### Passage for review
··········

Design and construction
- Architecture firm: Williams, Trebilcock and Whitehead (WTW)
- Main contractor: Nello Construction Company
- Awards: Associated Builders and Contractors of Western PA Project of the Year AS&U Educational Interiors Showcase Silver Citation

= Elmo Natali Student Center =

The Elmo Natali Student Center, commonly referred to as The Union, is the student union building centrally located on the campus of California University of Pennsylvania (CALU). Originally built in 1968, and renovated and expanded in 1992, the Natali Student Center is home to a large variety of student facilities and activities.

Groundbreaking to begin a 40,000-square-foot addition and 60,000-square-feet of renovations to the Center took place on May 20, 2013. Pittsburgh, Pennsylvania-based WTW Architects is the architect of record while Nello Construction, headquartered in Canonsburg, Pennsylvania, is serving as the general contractor. The four-level facility will undergo a transformation to create a central public space for the CALU campus. The two main lobbies located on each end of the building will be replaced with a rotunda, stretching 50 to 60 feet in diameter. This will serve as the central gathering place. In addition, the updated facility will include collaborative tech stations (or "collaboration pods"), in which small groups of students can work together on projects.

The Center’s updates will also accommodate CALU’s new food service program which features electronic ordering as well as sustainable dining. Sustainability will be accomplished through the use of energy efficient equipment as well as purchasing local produce. The project renovation is expected to be completed by July 2015.

··········

### Given records
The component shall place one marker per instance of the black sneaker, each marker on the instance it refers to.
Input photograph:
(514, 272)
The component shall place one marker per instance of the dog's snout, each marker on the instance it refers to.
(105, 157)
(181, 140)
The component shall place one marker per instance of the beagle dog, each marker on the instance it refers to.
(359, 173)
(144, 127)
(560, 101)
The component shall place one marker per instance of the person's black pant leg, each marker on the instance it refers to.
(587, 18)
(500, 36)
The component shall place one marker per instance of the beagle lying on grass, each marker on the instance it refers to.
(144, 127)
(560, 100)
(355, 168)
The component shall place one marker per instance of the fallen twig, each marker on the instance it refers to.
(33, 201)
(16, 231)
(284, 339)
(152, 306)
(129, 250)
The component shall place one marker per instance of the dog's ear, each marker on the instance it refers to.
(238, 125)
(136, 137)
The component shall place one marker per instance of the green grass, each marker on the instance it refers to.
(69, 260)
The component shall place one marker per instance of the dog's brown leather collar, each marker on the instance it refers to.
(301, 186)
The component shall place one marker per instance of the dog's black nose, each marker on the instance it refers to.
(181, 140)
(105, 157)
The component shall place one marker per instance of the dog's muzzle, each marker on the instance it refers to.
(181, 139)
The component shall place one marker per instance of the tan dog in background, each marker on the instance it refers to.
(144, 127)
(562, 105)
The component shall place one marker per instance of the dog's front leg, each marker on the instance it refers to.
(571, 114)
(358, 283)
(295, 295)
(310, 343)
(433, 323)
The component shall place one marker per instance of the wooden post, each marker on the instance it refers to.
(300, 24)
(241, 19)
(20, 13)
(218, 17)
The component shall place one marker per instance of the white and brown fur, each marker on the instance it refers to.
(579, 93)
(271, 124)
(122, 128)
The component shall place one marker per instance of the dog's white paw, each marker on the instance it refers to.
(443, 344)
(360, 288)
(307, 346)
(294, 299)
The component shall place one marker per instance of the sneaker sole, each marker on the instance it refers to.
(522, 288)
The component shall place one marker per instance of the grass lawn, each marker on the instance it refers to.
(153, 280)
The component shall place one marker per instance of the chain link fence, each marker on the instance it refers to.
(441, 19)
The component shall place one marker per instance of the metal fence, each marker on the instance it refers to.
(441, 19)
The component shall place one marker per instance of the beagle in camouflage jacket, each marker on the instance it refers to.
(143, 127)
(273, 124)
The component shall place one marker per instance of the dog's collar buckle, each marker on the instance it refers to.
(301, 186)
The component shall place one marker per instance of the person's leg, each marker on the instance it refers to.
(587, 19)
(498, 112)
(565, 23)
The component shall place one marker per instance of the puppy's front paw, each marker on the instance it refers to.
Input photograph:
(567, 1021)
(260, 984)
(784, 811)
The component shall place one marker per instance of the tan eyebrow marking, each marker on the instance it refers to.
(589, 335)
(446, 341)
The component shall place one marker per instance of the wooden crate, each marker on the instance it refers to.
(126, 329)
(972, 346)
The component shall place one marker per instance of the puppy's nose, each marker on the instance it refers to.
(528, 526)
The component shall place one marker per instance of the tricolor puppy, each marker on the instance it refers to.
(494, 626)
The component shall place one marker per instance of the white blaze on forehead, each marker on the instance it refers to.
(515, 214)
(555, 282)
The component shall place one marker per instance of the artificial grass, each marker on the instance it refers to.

··········

### Exercise brief
Please decide whether each statement below agrees with the text on the Elmo Natali Student Center, answering yes or no and quoting the text's deciding words. (a) The student center was first built in 1968. (b) The rotunda will replace a single lobby in the middle of the building. (c) Nello Construction is headquartered in Pittsburgh.

### Solution to this task
(a) Yes: "Originally built in 1968"
(b) No: "The two main lobbies located on each end of the building will be replaced with a rotunda"
(c) No: "Nello Construction, headquartered in Canonsburg, Pennsylvania"